| Dataset excerpts |
◇ ◇ ◇

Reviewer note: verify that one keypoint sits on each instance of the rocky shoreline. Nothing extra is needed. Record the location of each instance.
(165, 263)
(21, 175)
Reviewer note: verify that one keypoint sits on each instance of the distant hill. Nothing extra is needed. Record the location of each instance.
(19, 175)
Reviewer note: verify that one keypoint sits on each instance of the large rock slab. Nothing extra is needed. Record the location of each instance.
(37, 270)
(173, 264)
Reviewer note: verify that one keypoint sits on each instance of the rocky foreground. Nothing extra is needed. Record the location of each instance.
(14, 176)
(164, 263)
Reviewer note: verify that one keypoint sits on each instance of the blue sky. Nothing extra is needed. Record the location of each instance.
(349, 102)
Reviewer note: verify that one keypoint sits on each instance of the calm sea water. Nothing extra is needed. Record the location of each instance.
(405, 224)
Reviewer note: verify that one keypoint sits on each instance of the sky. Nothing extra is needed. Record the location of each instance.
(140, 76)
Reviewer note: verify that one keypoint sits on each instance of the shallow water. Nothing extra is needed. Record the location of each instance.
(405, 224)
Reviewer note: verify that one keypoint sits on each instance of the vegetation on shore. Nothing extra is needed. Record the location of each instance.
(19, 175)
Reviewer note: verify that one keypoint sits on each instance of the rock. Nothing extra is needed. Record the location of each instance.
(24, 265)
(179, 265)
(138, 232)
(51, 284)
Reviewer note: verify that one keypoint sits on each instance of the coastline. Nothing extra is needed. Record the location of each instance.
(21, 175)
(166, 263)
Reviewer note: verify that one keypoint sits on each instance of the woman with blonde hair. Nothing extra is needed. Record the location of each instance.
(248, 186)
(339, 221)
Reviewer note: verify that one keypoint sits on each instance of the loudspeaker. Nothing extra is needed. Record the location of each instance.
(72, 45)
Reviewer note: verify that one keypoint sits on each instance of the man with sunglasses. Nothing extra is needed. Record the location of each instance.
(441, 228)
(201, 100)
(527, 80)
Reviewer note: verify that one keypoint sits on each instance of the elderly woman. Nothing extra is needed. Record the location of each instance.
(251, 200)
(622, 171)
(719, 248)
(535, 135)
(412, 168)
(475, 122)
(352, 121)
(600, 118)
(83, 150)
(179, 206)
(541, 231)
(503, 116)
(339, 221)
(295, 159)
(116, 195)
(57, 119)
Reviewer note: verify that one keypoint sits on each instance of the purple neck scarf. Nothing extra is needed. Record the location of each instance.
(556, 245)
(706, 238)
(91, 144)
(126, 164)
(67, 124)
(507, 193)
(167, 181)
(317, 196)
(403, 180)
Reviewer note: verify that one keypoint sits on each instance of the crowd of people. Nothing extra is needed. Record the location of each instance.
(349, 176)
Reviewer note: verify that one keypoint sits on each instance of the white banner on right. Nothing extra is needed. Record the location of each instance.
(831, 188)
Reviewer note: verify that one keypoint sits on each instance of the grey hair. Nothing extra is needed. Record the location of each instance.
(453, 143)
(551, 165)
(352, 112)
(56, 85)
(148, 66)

◇ ◇ ◇

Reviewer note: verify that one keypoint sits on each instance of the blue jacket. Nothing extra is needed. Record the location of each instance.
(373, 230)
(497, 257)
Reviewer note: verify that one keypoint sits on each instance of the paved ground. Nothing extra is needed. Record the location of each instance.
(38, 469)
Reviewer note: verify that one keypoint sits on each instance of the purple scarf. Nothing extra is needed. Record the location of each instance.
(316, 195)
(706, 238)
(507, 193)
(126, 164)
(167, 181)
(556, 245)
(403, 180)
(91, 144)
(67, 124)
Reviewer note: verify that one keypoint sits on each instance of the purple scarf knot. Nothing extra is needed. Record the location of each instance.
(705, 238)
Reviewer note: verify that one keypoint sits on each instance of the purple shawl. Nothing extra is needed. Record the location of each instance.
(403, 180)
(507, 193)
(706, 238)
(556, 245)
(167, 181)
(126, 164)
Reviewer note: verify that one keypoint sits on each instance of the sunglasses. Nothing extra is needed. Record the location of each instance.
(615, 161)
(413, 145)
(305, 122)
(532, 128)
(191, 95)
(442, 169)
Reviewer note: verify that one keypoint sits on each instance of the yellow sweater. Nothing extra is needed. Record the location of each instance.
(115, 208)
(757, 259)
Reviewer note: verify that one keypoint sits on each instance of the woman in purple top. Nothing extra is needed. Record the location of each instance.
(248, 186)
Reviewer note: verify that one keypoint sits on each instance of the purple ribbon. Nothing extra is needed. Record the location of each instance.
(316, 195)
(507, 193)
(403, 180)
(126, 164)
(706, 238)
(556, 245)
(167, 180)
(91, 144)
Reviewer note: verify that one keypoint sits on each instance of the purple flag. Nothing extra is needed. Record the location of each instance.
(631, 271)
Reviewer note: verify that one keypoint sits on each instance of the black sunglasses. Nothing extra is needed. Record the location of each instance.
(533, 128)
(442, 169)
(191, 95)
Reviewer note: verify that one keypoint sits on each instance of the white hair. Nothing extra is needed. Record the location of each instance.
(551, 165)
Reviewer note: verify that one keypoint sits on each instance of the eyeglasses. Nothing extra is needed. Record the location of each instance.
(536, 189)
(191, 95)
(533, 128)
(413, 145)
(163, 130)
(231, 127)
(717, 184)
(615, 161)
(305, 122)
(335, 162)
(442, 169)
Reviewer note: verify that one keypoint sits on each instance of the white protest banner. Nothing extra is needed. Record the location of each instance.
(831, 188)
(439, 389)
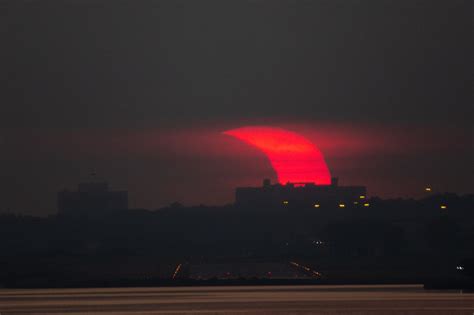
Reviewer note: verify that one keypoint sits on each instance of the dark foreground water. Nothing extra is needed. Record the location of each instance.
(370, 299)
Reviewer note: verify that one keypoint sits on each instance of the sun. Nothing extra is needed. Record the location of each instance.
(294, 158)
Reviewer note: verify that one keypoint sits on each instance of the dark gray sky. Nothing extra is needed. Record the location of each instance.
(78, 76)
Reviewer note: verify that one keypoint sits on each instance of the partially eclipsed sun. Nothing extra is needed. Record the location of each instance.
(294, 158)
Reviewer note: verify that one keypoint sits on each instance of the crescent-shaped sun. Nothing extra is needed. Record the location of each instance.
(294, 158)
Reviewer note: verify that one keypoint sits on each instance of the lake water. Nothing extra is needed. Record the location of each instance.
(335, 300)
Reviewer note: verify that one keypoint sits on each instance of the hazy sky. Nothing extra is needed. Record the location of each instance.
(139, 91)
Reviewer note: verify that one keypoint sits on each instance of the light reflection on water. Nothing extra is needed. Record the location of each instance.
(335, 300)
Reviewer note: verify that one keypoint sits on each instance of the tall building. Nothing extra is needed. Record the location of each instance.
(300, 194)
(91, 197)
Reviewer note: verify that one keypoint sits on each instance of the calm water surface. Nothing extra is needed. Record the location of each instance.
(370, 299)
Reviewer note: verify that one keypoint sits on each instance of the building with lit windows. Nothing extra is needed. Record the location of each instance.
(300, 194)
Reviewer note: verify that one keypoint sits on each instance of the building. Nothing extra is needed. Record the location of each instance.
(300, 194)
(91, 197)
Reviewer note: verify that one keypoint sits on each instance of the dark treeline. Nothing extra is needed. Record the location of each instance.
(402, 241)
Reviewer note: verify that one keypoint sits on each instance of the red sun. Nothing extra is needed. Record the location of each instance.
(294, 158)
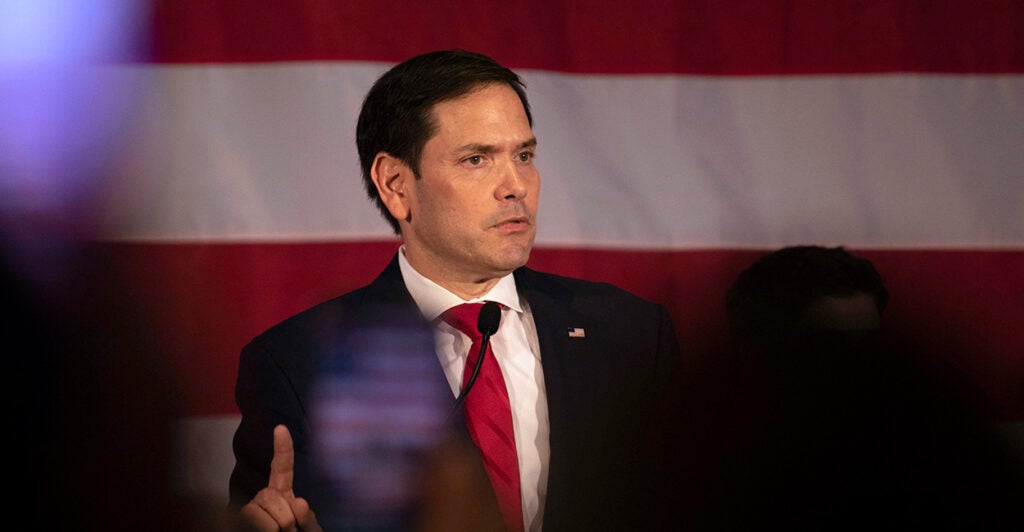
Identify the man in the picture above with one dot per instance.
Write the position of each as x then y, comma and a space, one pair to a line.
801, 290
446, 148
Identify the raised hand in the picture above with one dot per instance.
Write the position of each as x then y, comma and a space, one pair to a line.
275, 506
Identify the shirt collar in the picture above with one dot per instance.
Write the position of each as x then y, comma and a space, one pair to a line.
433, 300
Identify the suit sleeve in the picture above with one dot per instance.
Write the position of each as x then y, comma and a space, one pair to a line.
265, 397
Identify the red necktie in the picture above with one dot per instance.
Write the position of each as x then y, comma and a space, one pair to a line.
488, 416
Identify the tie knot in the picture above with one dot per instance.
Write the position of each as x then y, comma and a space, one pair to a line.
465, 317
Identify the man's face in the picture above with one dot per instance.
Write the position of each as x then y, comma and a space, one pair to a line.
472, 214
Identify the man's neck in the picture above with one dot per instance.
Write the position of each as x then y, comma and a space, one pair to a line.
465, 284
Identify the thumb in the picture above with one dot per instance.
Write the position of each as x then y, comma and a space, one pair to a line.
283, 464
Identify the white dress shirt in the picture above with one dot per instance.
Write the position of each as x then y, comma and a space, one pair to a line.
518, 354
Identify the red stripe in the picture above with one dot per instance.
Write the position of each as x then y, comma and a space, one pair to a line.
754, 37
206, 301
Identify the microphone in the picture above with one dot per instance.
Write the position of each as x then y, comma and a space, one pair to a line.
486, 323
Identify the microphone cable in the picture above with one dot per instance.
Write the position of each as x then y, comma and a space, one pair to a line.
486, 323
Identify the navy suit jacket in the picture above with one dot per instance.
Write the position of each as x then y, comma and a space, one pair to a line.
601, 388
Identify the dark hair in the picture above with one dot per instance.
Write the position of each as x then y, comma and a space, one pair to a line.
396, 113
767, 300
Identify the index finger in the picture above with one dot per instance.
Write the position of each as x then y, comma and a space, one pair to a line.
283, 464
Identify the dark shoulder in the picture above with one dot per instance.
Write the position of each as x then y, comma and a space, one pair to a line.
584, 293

◇ ◇ ◇

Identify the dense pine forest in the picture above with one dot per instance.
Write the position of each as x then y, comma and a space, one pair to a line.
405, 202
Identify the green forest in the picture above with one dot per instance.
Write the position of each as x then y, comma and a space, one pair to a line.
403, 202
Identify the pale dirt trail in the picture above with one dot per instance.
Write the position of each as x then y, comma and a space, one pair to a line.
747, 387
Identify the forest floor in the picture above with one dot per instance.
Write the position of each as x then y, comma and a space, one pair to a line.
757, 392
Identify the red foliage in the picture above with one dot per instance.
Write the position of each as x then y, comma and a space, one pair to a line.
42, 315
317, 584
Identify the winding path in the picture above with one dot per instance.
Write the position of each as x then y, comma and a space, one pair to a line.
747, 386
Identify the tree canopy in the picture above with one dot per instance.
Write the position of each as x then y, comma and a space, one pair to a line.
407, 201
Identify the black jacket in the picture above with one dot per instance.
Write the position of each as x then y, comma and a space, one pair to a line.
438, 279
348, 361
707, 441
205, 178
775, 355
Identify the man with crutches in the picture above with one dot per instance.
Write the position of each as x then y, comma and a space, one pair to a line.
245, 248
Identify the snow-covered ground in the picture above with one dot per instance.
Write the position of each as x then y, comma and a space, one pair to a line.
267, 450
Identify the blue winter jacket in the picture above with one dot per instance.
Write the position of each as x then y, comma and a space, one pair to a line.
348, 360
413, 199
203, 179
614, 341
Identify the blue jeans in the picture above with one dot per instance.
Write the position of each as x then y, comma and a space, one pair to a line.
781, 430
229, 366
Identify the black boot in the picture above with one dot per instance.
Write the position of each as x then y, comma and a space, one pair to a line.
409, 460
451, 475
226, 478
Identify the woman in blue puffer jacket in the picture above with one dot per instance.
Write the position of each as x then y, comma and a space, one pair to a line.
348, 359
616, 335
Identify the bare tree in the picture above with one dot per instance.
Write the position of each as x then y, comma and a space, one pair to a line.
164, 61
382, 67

◇ ◇ ◇

| Task details |
The expected result is a copy of each line in the records where "forest" appears.

| Answer |
Identify the dense pine forest in the picture above with one dot per instance.
Identify the green forest in the picture above with one dot per instance.
Identify the forest floor in the picture above with one dot per instance.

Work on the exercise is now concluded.